### GOAL OF THE EXERCISE
Give back the line where "palm tree in the picture above." appears and all the lines after it until the listing ends, unchanged and with nothing else.
------ DATASET EXCERPTS ------
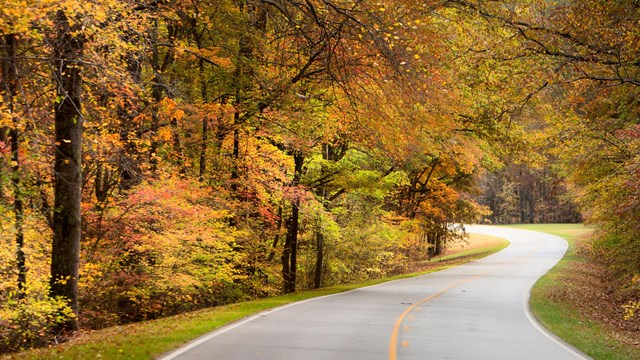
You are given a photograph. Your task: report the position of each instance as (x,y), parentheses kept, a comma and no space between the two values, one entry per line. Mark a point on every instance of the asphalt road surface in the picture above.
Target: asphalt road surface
(474,311)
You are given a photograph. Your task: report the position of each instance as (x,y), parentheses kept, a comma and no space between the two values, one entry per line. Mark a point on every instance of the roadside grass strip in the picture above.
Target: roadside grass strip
(564,318)
(151,339)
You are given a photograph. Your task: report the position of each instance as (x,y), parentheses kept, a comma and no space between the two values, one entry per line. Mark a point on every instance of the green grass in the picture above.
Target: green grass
(562,318)
(150,339)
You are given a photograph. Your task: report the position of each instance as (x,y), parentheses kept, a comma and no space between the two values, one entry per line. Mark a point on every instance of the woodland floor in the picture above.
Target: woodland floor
(587,286)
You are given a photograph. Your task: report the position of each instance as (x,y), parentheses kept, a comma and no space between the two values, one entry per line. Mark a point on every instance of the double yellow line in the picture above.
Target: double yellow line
(393,343)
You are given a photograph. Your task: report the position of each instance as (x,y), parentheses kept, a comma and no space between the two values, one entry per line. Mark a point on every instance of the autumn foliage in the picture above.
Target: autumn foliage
(239,149)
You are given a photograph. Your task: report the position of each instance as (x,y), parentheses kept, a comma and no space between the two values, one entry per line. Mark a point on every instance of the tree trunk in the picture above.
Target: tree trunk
(10,76)
(317,279)
(65,252)
(205,120)
(290,253)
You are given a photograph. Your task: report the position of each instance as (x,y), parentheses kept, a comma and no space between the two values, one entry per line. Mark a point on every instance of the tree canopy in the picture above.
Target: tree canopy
(162,156)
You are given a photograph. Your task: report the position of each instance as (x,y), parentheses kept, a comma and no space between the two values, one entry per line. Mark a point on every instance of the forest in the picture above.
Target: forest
(161,156)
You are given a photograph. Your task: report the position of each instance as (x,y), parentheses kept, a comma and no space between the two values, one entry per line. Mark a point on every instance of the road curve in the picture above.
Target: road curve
(474,311)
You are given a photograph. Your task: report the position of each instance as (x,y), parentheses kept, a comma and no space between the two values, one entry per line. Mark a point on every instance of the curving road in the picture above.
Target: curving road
(473,311)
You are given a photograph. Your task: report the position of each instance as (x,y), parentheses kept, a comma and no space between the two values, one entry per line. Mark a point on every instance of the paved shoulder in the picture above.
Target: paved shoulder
(474,311)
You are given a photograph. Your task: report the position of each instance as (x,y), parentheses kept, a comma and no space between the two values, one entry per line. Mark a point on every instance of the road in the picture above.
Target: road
(473,311)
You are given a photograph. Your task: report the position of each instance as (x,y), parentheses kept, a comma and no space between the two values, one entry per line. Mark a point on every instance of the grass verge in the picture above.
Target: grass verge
(565,298)
(150,339)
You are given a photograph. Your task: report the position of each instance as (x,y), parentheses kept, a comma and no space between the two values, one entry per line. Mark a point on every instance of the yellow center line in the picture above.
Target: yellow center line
(393,343)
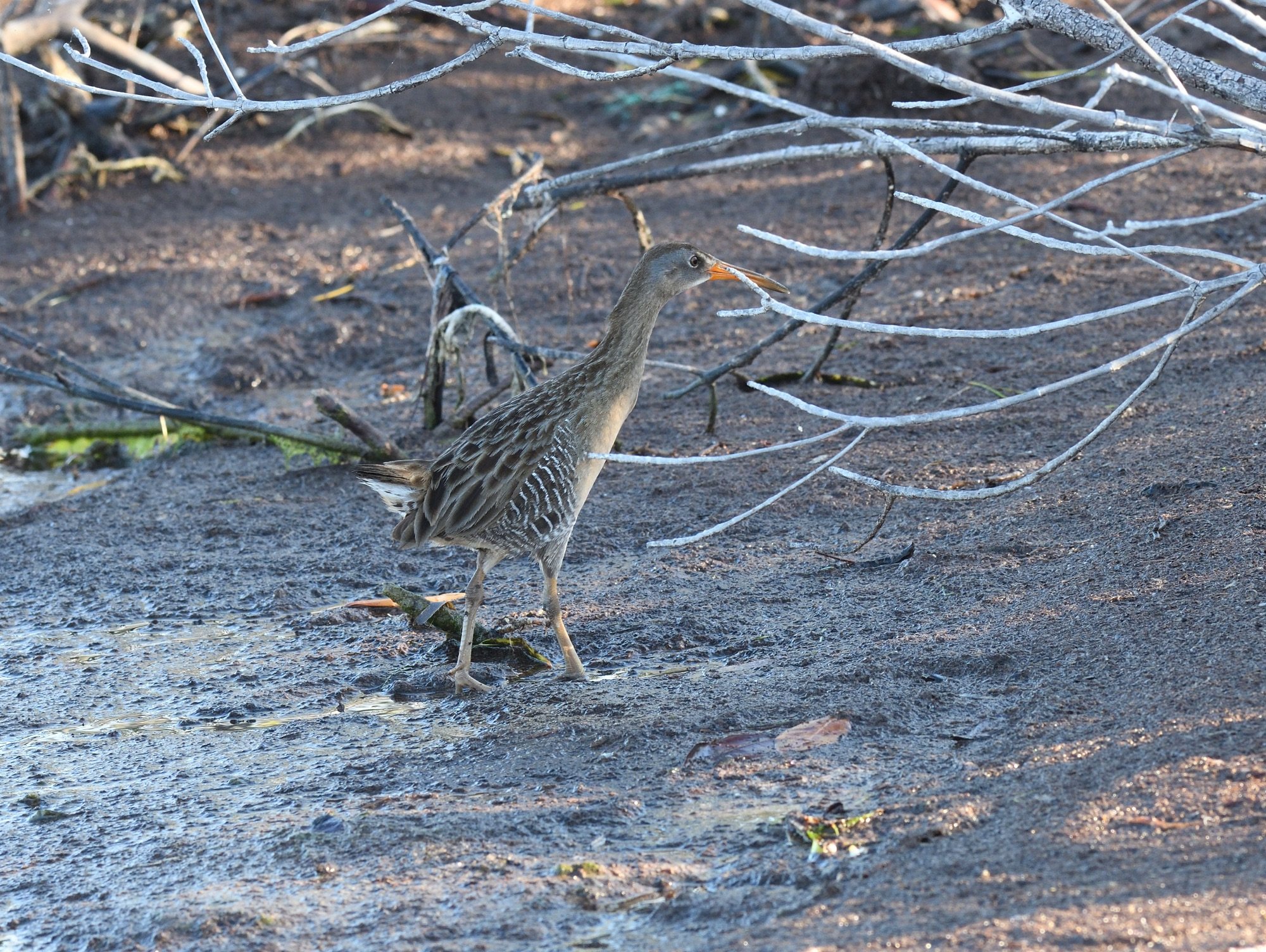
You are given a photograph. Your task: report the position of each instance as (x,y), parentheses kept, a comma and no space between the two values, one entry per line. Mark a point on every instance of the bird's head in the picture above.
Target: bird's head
(674,268)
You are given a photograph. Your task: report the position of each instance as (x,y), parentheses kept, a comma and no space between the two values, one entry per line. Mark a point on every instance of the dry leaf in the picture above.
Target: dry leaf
(812,734)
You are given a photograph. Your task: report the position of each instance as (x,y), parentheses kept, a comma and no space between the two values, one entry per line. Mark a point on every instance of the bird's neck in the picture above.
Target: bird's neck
(621,354)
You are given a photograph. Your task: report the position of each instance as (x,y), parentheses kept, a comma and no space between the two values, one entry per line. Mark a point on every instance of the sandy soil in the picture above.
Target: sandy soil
(1056,708)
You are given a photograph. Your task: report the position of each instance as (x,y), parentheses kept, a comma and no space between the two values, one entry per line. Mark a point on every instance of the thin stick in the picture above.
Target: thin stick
(881,235)
(645,240)
(12,149)
(354,423)
(183,413)
(850,291)
(883,518)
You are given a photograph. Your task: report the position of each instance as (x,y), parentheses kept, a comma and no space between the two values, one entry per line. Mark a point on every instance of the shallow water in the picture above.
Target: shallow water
(22,491)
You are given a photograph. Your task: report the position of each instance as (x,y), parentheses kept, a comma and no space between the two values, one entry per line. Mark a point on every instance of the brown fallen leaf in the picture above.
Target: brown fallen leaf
(1156,824)
(260,299)
(812,734)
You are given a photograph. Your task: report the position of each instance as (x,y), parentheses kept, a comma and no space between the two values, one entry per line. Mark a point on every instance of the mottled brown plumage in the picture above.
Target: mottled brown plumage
(515,483)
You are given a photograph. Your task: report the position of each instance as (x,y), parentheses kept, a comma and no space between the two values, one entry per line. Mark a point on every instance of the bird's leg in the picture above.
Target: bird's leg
(575,672)
(461,674)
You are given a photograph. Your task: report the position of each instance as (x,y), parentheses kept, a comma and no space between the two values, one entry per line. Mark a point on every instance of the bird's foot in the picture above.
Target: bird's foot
(463,678)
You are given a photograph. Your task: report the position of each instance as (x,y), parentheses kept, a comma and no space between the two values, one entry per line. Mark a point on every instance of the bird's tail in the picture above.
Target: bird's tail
(403,485)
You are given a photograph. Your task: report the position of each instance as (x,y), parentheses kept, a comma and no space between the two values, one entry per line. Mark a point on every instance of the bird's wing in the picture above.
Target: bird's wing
(475,480)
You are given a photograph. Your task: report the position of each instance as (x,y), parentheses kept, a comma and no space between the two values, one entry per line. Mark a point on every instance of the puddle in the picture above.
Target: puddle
(377,706)
(158,679)
(22,491)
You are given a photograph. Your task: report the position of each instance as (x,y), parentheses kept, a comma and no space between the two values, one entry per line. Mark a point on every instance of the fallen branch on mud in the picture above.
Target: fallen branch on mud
(354,423)
(212,422)
(423,611)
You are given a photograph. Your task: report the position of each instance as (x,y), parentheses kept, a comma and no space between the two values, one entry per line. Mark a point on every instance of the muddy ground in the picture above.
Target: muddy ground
(1056,703)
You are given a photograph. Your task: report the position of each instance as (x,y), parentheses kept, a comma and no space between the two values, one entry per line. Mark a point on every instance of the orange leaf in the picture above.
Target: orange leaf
(812,734)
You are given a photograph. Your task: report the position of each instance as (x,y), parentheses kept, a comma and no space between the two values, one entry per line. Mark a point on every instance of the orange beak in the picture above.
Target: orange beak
(721,272)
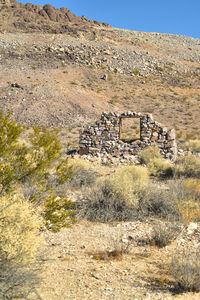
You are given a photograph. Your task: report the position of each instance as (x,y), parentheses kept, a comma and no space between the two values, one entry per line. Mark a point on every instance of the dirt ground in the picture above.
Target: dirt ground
(75,265)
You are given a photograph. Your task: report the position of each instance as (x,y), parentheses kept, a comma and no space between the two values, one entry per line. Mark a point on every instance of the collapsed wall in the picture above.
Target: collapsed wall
(104,137)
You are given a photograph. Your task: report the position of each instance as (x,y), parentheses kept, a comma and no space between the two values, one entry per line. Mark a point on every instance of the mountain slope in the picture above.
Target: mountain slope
(68,79)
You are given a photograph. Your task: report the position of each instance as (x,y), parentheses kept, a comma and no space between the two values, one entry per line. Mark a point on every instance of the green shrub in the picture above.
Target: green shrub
(159,203)
(31,164)
(115,197)
(160,167)
(84,174)
(150,153)
(185,268)
(59,212)
(187,166)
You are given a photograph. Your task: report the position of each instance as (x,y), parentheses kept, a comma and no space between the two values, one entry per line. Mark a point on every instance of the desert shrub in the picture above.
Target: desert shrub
(187,166)
(193,145)
(186,194)
(84,174)
(192,187)
(185,268)
(59,212)
(160,167)
(150,153)
(32,164)
(157,202)
(19,242)
(189,210)
(115,197)
(164,233)
(19,228)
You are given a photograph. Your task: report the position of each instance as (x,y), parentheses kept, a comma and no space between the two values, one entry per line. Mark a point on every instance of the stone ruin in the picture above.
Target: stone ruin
(8,3)
(104,138)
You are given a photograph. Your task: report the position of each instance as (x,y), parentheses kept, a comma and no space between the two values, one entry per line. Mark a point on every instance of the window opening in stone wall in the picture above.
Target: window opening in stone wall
(130,129)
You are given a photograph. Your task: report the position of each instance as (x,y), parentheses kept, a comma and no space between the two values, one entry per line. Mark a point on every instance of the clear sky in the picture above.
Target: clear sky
(169,16)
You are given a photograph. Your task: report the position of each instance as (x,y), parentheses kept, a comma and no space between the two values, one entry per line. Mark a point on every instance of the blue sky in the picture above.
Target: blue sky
(169,16)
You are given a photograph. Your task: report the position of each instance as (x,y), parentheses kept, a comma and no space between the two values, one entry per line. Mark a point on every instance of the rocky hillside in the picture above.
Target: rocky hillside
(15,16)
(61,70)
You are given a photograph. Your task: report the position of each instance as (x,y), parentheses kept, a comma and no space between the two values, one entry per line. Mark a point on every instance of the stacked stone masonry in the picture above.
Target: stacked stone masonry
(103,138)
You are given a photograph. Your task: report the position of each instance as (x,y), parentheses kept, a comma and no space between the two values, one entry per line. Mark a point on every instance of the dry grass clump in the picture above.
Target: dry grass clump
(187,166)
(159,167)
(193,145)
(19,228)
(115,197)
(186,194)
(156,164)
(159,203)
(164,233)
(84,174)
(19,241)
(150,153)
(185,268)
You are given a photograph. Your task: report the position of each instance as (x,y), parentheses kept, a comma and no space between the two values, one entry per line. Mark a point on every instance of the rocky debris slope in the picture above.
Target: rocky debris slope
(45,18)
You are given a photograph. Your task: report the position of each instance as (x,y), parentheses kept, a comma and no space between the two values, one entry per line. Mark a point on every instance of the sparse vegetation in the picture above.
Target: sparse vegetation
(185,269)
(187,166)
(163,234)
(160,167)
(150,153)
(115,197)
(84,175)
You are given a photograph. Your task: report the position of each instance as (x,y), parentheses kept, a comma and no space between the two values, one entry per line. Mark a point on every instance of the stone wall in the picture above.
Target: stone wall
(103,138)
(8,3)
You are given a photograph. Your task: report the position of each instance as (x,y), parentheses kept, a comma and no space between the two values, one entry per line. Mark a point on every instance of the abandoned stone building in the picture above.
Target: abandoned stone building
(113,135)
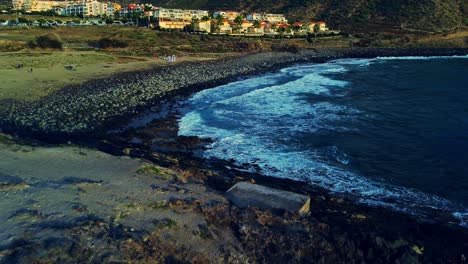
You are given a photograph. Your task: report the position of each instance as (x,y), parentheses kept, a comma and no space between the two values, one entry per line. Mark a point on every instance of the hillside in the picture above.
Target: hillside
(431,15)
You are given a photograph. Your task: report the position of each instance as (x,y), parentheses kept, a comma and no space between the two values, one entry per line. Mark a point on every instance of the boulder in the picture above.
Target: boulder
(244,194)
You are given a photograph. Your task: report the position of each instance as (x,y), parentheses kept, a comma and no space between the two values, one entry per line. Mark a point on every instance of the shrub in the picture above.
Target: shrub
(105,43)
(23,20)
(46,42)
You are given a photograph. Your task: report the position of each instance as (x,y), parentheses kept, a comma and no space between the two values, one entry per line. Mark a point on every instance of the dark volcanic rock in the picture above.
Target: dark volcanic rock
(93,106)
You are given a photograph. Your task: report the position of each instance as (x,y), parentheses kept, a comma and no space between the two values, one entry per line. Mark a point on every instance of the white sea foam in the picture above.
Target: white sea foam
(250,121)
(423,57)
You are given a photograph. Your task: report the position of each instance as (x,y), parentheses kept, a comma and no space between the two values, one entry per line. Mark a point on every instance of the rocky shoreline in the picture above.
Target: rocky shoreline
(92,107)
(337,230)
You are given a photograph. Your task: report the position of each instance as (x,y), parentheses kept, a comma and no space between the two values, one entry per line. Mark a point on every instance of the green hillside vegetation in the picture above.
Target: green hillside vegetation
(429,15)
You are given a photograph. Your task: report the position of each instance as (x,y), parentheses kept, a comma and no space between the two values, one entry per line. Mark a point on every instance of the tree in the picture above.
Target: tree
(316,30)
(239,19)
(22,20)
(256,24)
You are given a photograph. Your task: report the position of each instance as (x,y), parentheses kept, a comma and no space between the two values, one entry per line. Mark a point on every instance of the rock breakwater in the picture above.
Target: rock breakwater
(92,106)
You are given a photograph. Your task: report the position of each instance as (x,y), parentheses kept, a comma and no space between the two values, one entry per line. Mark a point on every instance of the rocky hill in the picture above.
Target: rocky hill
(430,15)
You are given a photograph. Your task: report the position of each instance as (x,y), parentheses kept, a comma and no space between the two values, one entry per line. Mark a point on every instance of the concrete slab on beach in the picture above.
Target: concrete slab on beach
(244,194)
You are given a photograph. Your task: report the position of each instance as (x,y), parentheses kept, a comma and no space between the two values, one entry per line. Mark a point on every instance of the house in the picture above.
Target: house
(90,8)
(172,24)
(271,18)
(244,27)
(310,27)
(179,14)
(229,15)
(322,26)
(202,26)
(223,26)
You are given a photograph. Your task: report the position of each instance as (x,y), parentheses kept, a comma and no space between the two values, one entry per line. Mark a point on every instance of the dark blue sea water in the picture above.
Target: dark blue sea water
(390,131)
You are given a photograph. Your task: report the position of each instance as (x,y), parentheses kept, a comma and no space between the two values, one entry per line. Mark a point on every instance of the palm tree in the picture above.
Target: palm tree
(256,24)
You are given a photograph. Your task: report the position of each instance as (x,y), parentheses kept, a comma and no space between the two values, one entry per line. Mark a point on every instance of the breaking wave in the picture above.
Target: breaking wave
(265,121)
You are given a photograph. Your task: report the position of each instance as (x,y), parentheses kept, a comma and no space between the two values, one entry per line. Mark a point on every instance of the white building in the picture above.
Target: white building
(179,14)
(229,15)
(271,18)
(89,8)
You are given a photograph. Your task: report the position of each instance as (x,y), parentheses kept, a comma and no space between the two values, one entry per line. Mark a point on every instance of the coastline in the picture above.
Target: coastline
(92,107)
(339,219)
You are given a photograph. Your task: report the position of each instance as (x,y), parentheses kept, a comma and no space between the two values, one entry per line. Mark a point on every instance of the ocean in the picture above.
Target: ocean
(390,132)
------
### EXERCISE RESULT
You are given a photograph. Your task: report the position of each instance as (x,y), parentheses kept, a comma and no space between the two values, one entry per line. Mark a point on every instance of the palm tree in the picture above.
Target: palm tree
(256,24)
You are given a photograph. Your task: report the position of each instance as (x,y), parentheses kept, a comma and no space between the two values, one entry per line. Mark a point on every instance of the breaking wave in the picture above.
Target: breaking wave
(265,121)
You are given a photograph. Your task: report the position of each instance as (x,y), parentheses kept, a comma and no space between the two values, one entry per line. Mark a point on every instance of the white building in the picture above.
Target: white building
(179,14)
(229,15)
(271,18)
(89,8)
You are given a photograph. Your task: report the position of each instance as (x,y), parentheses kept, a comma and no space between the two values, one entry per line. Mark a point on every instance of the coastline in the picture above.
Target: coastline
(92,107)
(339,219)
You are given a photograph. Your task: report the position of each instance as (x,y), parentheses kept, a comma and no space between the two values, one entry per line. Mark a point on every instance of the ocean in the picture above.
Target: ocean
(390,132)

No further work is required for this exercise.